Data for this exercise >>
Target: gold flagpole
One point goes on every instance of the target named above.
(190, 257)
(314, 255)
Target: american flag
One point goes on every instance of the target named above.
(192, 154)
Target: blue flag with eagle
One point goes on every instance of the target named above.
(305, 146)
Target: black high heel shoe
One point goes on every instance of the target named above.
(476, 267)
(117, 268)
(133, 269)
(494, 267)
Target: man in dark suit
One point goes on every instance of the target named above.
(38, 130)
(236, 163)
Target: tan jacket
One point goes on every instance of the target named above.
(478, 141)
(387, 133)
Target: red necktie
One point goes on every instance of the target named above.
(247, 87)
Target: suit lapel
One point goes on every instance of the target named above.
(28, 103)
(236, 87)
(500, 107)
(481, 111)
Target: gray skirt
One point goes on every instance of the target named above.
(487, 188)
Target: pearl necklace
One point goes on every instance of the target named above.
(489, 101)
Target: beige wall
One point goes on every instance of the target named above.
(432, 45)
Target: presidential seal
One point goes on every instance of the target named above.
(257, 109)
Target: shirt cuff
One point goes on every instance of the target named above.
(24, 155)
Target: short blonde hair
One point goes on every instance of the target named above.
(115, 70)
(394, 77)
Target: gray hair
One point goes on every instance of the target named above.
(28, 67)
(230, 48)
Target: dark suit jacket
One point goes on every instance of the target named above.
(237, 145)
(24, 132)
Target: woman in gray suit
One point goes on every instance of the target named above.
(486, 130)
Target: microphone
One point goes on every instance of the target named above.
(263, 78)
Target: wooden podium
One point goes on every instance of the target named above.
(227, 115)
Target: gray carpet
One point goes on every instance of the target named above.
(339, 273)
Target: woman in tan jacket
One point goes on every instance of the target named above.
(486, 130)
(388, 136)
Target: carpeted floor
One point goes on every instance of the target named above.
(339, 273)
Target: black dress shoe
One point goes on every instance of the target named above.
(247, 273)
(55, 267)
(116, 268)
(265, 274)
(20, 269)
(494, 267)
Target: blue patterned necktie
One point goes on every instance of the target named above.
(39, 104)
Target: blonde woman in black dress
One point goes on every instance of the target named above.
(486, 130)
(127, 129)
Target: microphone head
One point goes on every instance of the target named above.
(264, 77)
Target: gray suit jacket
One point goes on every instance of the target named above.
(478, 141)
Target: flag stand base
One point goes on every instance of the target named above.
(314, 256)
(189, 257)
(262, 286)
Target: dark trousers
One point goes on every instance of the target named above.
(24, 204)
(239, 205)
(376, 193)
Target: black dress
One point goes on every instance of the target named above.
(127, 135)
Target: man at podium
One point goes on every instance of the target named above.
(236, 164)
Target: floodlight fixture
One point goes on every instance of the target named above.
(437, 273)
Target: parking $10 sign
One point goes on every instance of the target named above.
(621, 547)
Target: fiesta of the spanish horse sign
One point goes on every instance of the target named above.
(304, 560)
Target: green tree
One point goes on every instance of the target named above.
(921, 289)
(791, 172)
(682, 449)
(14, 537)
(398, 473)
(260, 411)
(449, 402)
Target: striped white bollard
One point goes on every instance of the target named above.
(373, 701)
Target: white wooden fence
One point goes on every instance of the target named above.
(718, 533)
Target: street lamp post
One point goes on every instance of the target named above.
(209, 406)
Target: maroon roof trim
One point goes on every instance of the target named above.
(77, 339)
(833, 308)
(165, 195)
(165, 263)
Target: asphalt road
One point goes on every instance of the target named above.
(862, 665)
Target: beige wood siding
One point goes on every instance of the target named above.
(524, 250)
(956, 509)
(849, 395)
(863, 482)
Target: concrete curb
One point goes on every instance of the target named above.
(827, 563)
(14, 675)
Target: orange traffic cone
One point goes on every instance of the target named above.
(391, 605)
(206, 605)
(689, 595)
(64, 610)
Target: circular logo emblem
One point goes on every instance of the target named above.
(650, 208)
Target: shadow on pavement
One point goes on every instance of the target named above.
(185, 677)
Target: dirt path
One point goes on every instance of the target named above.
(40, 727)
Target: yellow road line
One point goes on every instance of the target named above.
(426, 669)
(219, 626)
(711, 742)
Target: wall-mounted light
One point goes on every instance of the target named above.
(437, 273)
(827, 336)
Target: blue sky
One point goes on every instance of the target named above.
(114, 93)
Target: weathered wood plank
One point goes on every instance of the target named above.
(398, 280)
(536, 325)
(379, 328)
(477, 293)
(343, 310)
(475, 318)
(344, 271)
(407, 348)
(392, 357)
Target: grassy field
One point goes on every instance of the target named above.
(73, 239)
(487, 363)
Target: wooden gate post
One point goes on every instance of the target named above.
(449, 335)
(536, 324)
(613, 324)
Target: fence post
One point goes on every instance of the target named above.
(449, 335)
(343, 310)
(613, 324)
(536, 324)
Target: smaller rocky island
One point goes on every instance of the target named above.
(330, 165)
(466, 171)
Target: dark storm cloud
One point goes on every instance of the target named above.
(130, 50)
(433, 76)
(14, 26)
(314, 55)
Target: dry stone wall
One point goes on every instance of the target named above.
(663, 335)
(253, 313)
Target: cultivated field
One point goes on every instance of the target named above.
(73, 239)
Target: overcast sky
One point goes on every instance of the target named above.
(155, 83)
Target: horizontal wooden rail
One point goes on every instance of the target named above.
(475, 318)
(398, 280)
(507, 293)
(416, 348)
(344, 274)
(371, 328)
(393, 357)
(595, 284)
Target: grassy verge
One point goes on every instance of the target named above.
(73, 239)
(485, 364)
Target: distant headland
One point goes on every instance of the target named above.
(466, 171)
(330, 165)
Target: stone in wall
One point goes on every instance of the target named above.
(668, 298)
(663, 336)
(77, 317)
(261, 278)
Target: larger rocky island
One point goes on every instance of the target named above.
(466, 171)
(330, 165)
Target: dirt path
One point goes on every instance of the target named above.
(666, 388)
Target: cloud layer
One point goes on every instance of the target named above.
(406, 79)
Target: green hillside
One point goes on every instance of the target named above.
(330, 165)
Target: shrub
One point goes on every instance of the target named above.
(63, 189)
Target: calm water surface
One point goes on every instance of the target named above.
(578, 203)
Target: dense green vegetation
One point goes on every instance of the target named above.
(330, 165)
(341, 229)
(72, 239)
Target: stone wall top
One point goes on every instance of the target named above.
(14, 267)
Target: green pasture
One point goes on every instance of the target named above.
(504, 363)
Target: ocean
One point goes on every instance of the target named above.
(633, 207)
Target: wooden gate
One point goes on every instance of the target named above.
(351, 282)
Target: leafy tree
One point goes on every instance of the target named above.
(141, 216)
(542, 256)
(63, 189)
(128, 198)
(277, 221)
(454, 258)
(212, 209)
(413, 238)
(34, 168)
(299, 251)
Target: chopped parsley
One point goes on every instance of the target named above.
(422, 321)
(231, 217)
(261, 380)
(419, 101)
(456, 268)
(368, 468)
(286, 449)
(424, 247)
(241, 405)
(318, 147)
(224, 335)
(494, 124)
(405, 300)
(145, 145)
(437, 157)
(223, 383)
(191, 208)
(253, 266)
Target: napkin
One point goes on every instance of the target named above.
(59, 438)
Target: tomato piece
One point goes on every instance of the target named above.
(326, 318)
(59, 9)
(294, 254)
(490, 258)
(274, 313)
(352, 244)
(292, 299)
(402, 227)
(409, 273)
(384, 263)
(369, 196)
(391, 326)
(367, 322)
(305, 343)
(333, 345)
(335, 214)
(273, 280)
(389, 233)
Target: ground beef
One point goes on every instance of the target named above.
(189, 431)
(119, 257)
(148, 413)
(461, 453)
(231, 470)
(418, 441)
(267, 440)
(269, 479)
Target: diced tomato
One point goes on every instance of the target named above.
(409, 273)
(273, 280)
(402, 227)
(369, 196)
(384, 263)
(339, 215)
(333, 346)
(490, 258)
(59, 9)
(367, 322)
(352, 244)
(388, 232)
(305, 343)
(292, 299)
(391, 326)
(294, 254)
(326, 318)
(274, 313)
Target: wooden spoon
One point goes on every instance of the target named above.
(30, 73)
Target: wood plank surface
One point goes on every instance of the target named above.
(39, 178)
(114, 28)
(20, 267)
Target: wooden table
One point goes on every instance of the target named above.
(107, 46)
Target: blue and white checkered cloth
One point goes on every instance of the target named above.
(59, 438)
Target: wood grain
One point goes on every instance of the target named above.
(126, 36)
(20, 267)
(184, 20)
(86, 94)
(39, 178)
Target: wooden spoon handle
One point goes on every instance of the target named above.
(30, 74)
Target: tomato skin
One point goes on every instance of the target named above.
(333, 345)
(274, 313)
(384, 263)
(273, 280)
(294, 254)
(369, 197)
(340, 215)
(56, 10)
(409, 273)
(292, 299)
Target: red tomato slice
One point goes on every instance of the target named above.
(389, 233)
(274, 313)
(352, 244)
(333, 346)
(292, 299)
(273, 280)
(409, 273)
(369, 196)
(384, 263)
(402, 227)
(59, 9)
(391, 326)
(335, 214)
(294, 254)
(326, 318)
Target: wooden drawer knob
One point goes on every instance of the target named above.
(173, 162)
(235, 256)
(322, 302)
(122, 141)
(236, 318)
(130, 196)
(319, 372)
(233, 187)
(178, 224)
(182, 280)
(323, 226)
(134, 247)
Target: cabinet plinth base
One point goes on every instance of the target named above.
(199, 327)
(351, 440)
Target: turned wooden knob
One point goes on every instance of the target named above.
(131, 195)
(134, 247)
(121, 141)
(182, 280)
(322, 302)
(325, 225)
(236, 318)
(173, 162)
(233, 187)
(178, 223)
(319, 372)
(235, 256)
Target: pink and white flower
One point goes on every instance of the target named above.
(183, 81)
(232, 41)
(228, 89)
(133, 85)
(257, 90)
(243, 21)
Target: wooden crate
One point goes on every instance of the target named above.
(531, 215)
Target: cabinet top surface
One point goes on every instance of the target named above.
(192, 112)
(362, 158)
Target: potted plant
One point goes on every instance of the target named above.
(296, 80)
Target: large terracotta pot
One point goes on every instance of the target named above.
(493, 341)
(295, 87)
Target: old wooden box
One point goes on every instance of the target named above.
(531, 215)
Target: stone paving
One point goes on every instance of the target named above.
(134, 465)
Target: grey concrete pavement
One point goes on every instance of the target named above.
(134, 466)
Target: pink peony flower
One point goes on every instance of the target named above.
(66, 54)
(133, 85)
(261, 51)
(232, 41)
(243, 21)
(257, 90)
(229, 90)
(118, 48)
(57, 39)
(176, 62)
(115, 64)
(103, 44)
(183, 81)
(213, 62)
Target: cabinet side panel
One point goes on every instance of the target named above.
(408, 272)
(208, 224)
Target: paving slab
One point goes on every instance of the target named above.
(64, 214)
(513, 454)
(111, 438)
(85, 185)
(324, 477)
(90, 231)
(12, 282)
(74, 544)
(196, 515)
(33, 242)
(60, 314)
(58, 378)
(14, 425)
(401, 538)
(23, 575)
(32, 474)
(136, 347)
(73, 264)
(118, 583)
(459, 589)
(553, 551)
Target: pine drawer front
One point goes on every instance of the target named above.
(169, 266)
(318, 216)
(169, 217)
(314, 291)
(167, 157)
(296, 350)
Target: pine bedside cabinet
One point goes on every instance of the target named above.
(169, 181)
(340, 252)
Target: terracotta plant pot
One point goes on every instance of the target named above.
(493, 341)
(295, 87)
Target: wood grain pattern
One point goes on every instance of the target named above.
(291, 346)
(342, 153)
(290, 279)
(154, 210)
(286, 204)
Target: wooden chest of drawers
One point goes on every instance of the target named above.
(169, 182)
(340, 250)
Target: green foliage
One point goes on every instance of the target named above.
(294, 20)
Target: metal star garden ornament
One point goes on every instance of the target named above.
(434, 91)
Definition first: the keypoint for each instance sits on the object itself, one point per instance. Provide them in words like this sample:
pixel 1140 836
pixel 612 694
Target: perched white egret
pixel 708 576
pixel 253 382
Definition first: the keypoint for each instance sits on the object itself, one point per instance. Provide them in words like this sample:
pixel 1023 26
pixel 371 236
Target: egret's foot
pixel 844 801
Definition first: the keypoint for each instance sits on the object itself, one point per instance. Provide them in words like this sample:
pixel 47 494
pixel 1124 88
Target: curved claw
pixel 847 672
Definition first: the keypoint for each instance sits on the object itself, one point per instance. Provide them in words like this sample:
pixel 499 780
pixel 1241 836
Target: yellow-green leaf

The problem >>
Copy out verbatim the lines above, beginning with the line containing "Target: terracotta plant pot" and continuing through the line containing "pixel 847 672", both included.

Result of the exercise >>
Target: terracotta plant pot
One point goes on every instance of the target named above.
(493, 341)
(295, 87)
Target: wood grain pattern
One point goes on every instance of the target named above.
(291, 346)
(342, 153)
(290, 279)
(154, 210)
(286, 204)
Target: wooden chest of drawers
One point goes on every instance of the target named above.
(169, 182)
(340, 250)
Target: green foliage
One point goes on every instance of the target named above.
(294, 20)
Target: metal star garden ornament
One point goes on every instance of the target named above.
(434, 91)
Definition first: the keypoint for each instance sits on the object itself, one point per instance. Provide them in words like this sample:
pixel 1140 836
pixel 612 694
Target: perched white egret
pixel 708 576
pixel 253 382
Definition first: the keypoint for each instance sits on the object itself, one point per instance. Provide them in words like this sample:
pixel 1023 26
pixel 371 236
Target: egret's foot
pixel 844 801
Definition first: the keypoint for each instance sits on the object itself, one point per instance. Provide them in words like this sample:
pixel 47 494
pixel 1124 88
Target: curved claw
pixel 847 672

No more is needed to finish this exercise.